> EXTRACT TO READ
-=-=-

ACSL Practice 2009

The factorial of a positive integer ~n~, written as ~n!~, is the product of the first ~n~ positive integers. That is,

$$\displaystyle n! = 1 \times 2 \times \dots \times n$$

Given a positive integer ~n~, find the number of zeros in the decimal representation of ~n!~. Of course, leading zeros should not be counted. (Note that decimal representation means base ten representation.)

Example 1. There are ~7~ zeros in the decimal representation of ~20!~.

$$\displaystyle 20! = 1 \times 2 \times \dots \times 20 = 2432902008176640000$$

Example 2. There are ~2~ zeros in the decimal representation of ~7!~.

-=-=-

> REQUIREMENTS
• A. Restate the factorial problem from "Given a positive" up to and including "base ten representation.)", renaming "positive integer" as "natural number".
• B. For each statement, say whether it agrees with the factorial problem, answering yes or no and quoting the words that decide it: (i) leading zeros are included in the count; (ii) decimal representation means base ten representation.
• C. Pick up the factorial problem after its last line and write the next part.

> DATA PROVIDED

-=-=-

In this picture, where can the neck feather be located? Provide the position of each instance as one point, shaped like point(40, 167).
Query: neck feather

-=-=-

> RESPONSES TO THE TASKS
• A.
Given a natural number ~n~, find the number of zeros in the decimal representation of ~n!~. Of course, leading zeros should not be counted. (Note that decimal representation means base ten representation.)

• B.
(i) No: "Of course, leading zeros should not be counted."
(ii) Yes: "decimal representation means base ten representation"

• C.
$$\displaystyle 7! = 1 \times 2 \times 3 \times 4 \times 5 \times 6 \times 7 = 5040$$

Example 3. There is no zero in the decimal representation of ~4!~.

$$\displaystyle 4! = 1 \times 2 \times 3 \times 4 = 24$$

Input Specification

The input contains a single positive integer ~n \le 100~.

Output Specification

The number of zeros in the decimal representation of ~n!~.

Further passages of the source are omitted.